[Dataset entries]
--*--
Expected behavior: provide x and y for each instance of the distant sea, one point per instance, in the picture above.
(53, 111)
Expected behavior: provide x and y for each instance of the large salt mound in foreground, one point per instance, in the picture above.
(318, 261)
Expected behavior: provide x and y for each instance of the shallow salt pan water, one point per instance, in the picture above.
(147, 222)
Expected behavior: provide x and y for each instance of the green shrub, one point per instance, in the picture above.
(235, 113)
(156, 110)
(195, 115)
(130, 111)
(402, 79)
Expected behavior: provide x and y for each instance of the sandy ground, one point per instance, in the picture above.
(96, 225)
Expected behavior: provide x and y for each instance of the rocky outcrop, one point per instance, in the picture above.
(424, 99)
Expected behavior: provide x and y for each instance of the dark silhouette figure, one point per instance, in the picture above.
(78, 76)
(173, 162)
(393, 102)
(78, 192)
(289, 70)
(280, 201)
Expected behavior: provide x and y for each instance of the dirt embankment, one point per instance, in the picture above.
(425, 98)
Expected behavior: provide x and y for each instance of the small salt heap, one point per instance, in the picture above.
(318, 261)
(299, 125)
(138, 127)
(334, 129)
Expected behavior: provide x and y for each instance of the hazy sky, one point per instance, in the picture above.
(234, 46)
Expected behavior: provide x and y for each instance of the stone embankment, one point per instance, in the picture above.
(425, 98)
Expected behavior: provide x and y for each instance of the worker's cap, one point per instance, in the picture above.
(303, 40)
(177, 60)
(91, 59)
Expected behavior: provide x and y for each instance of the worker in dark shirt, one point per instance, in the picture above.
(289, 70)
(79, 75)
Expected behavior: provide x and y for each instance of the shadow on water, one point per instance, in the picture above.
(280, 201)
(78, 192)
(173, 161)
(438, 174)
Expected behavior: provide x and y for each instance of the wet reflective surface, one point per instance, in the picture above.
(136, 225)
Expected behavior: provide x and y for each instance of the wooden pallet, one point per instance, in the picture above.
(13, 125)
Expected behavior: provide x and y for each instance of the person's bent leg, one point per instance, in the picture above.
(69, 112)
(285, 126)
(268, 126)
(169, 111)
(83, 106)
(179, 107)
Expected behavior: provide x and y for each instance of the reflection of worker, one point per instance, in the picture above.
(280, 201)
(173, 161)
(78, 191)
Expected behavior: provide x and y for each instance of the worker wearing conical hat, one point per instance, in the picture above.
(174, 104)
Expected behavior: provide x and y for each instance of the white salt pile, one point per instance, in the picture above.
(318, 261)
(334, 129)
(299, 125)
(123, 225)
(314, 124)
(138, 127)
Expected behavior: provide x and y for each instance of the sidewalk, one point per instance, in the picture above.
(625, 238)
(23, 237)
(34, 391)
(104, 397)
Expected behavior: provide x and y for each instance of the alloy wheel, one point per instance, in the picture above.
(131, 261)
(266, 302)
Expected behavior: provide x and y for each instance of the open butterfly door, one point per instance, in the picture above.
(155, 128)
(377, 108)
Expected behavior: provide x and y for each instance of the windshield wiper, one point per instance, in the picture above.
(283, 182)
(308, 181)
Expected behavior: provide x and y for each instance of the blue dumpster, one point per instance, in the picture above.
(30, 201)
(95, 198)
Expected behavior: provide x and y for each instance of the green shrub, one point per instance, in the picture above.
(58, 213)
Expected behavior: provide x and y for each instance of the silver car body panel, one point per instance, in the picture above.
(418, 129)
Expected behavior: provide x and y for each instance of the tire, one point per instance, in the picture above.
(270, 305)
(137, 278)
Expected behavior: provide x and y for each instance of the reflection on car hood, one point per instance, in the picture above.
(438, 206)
--*--
# What to produce
All of the entries need to be given again, word for word.

# Answer box
Expected behavior: provide x and y for each instance of the distant sea, one point per instance, in the picture above.
(53, 111)
Expected behavior: provide x and y for each instance of the large salt mound in foreground, one point per instance, in the picture above.
(318, 261)
Expected behavior: provide x and y for each instance of the shallow salt pan water, one point per instance, in the picture above.
(147, 222)
Expected behavior: provide x and y for each instance of the green shrub, one point per instance, in the picture above.
(235, 113)
(156, 110)
(195, 115)
(130, 111)
(402, 79)
Expected behavior: provide x and y for each instance of the sandy ground, one point per instance, in the picture above.
(96, 225)
Expected behavior: provide x and y for each instance of the rocky outcrop, one point per instance, in the picture above.
(424, 99)
Expected behavior: provide x and y for each instance of the dark silhouette figure, one point per instance, in the picture above.
(78, 76)
(173, 162)
(393, 102)
(78, 192)
(289, 70)
(280, 201)
Expected behavior: provide x and y for each instance of the dirt embankment, one point per instance, in the picture above.
(425, 98)
Expected behavior: provide x and y for each instance of the small salt heap, one point per instance, in the picture above.
(318, 261)
(299, 125)
(138, 127)
(334, 129)
Expected behavior: provide x and y for each instance of the hazy sky, one point per instance, in the picture above.
(234, 46)
Expected behavior: provide x and y for each instance of the stone embankment, one point per instance, in the picture above.
(425, 98)
Expected behavior: provide x and y for each instance of the worker's cap, one point per instance, in the picture above.
(303, 40)
(177, 60)
(91, 59)
Expected behavior: provide x and y for each instance of the worker in dark shirt, one point per instance, in the picture above.
(289, 70)
(79, 75)
Expected behavior: provide x and y for each instance of the shadow on water, one point per instance, in the picture above.
(280, 201)
(78, 192)
(173, 161)
(438, 174)
Expected behavior: provide x and y for each instance of the wet reflective surface, one point per instance, in the picture above.
(136, 225)
Expected behavior: provide x and y for each instance of the wooden pallet, one point per instance, in the picture above.
(13, 125)
Expected behavior: provide x and y for each instance of the person's bent leg, one point per instance, in the picture above.
(69, 112)
(285, 126)
(268, 126)
(169, 111)
(83, 106)
(179, 107)
Expected behavior: provide x and y for each instance of the reflection of worker, one point per instance, in the picture above.
(280, 201)
(173, 161)
(78, 191)
Expected behavior: provide x and y for each instance of the worker wearing conical hat, one point per instance, in the picture above.
(174, 104)
Expected behavior: provide x and y for each instance of the white salt pile, one point per instance, in the picture above.
(318, 261)
(334, 129)
(299, 125)
(123, 225)
(314, 124)
(138, 127)
Expected behavior: provide x and y for each instance of the sidewalk, one point per instance, in the picture above.
(625, 238)
(23, 237)
(34, 391)
(104, 397)
Expected behavior: provide x and y for each instance of the alloy wheel, one point per instance, in the picture above.
(131, 261)
(266, 302)
Expected behavior: provide x and y for each instance of the open butterfly door, one point per instance, in the picture above.
(155, 128)
(377, 108)
Expected behavior: provide x and y for each instance of the windshield wiper, one point per instance, in the picture above.
(283, 182)
(308, 181)
Expected behavior: provide x and y for each instance of the blue dumpster, one point per instance, in the picture above.
(30, 201)
(95, 198)
Expected behavior: provide x and y for each instance of the green shrub, one point per instance, in the picture above.
(58, 213)
Expected behavior: provide x and y for each instance of the silver car body panel, one point per instance, in the picture above.
(418, 129)
Expected behavior: provide x and y for each instance of the tire, one point per instance, in the picture above.
(270, 305)
(137, 278)
Expected behavior: provide x and y for each instance of the reflection on car hood, one point per instance, in the picture above.
(438, 206)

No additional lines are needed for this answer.